Article>
Tools, Equipment and Materials
Of course, your skills and accolades are not enough by themselves to complete a complicated garden overhaul. You will, naturally, need the tools of the trade to properly and fully offer your services to clients. As such, you will need to frontload some investment into key items of equipment, from lawnmowers and hedge trimmers to shears, secateurs and chemicals for killing or treating flora. Not only this, but you will need a stockpile of commonly-used materials to avoid stalls in projects.
Central to your acquisition efforts should be the search for reputable suppliers. As a business, you will need access to the various materials of your trade at the wholesale level – and you will need to guarantee access to such materials ahead of specific jobs, so as not to delay project schedules or negatively impact clients. This is just as true of power tools and replacement parts as it is of raw materials like wood and paving stone; the easier it is for you to acquire, the better you will be in plying your trade.

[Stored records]
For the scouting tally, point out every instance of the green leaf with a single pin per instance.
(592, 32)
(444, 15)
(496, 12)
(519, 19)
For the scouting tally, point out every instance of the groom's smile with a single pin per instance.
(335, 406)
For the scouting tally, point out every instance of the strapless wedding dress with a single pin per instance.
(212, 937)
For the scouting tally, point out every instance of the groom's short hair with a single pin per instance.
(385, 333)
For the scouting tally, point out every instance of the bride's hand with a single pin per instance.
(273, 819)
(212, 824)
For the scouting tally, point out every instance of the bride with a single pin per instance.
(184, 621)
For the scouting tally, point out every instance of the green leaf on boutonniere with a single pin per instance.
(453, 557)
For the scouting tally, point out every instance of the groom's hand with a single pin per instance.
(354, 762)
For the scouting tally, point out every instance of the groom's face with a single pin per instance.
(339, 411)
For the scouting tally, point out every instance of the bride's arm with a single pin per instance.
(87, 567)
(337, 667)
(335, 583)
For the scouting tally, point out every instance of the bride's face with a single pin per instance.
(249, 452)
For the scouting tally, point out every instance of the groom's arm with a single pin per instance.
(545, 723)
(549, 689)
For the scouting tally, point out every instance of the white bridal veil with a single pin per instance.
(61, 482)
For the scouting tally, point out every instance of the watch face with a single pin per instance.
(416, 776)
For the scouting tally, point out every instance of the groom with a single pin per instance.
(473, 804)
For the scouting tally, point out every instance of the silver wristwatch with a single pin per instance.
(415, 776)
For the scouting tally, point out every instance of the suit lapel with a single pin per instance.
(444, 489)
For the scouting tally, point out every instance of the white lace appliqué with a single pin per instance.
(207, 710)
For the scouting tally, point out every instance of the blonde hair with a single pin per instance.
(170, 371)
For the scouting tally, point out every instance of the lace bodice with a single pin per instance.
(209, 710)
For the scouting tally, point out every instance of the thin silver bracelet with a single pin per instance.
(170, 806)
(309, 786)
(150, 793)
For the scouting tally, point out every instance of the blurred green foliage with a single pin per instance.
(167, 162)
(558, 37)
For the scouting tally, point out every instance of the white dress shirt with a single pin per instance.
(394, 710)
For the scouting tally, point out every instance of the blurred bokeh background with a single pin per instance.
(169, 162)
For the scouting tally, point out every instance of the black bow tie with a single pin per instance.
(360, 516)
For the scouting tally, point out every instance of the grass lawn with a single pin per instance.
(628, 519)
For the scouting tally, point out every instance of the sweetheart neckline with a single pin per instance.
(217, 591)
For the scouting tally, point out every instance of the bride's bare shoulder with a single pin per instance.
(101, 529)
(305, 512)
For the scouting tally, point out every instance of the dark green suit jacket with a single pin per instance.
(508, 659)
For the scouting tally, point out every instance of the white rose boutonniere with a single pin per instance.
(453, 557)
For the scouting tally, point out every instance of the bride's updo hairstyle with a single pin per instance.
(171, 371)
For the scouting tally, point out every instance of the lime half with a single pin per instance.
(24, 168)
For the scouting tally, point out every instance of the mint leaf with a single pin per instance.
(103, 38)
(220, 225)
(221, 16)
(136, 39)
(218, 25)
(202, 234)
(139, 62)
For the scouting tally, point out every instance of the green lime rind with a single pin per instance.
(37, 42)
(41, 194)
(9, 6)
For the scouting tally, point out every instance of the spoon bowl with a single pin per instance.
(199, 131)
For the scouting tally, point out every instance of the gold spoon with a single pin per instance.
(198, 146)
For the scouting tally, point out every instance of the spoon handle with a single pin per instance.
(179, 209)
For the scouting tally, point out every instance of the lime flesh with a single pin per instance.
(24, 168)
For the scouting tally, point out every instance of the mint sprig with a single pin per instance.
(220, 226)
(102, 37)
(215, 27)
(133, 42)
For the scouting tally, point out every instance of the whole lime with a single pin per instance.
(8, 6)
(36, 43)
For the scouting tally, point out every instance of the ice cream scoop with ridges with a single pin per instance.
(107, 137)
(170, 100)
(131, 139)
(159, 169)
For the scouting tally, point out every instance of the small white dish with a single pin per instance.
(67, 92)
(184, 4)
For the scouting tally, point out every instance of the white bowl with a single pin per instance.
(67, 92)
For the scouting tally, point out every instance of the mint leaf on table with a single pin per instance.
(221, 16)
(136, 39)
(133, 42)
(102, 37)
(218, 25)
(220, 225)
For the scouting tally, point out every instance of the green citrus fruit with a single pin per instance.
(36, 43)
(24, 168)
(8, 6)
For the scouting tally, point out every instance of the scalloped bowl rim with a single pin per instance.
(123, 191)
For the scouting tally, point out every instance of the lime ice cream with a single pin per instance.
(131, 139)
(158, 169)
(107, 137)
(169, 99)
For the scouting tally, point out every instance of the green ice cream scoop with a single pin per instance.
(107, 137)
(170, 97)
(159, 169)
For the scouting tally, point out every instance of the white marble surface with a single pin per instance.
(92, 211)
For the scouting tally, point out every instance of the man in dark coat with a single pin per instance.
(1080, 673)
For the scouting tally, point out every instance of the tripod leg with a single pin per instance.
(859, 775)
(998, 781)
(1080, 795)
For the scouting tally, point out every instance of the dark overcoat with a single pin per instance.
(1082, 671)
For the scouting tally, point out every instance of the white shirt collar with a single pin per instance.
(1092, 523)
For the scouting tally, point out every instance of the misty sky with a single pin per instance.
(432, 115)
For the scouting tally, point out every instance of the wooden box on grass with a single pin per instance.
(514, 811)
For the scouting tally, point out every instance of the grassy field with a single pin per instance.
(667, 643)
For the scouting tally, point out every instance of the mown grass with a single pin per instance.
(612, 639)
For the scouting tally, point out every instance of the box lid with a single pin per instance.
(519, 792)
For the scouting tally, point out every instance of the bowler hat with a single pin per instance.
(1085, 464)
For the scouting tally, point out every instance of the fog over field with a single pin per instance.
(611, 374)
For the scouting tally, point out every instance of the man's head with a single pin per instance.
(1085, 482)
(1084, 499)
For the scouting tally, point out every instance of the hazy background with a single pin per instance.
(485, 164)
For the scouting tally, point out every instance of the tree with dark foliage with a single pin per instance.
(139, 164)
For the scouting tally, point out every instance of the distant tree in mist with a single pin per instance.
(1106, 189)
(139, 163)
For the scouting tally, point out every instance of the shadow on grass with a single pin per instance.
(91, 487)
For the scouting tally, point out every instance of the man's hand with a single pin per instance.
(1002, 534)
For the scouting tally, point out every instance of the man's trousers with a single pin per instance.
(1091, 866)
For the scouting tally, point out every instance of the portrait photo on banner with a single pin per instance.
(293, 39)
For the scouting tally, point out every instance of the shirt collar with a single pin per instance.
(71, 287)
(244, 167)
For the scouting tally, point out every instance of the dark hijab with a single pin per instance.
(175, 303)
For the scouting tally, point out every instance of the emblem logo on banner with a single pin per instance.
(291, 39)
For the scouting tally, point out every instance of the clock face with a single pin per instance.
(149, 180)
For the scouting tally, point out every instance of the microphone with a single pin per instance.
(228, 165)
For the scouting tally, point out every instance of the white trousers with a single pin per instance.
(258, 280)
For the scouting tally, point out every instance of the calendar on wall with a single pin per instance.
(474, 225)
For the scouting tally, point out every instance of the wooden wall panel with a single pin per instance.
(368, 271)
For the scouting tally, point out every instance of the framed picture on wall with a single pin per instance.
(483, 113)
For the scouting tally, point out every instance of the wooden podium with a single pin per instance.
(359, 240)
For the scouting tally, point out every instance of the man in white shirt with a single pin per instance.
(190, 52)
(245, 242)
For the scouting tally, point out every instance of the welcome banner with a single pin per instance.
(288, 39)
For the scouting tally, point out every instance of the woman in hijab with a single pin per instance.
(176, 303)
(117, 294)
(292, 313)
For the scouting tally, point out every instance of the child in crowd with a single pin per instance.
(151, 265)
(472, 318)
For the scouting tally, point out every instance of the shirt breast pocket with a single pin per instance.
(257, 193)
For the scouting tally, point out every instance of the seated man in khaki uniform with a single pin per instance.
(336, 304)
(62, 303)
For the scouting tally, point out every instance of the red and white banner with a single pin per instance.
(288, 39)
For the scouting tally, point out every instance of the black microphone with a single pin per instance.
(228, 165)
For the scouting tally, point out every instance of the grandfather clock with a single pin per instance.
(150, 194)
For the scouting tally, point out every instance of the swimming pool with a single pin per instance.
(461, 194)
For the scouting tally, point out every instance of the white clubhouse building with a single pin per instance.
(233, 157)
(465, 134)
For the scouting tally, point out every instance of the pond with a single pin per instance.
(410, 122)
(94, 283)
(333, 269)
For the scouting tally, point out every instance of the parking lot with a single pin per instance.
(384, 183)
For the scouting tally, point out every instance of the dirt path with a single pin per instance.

Work to complete>
- a) Extract the rows word for word, from the line containing "For the scouting tally, point out every instance of the parking" through the last line of the rows, with both ends included.
- b) Write the next part of the passage on tools and materials for a gardening business, picking up after its last sentence.
The passage and the rows were taken from separate sources.

Exercise answers>
- a)
For the scouting tally, point out every instance of the parking lot with a single pin per instance.
(384, 183)
For the scouting tally, point out every instance of the dirt path with a single pin per instance.

- b)
Building a Team
There are many landscapers that choose to work largely alone, as self-employed ‘sole traders’. This is the simplest business structure for tax purposes, with all business income treated – and taxed – as personal income. But many more landscapers work as teams – necessitating registration as a limited company. If you do the latter, you may have a more difficult job on your hands in relation to tax, but you also give yourself the opportunity to build an effective team and grow your business beyond even that.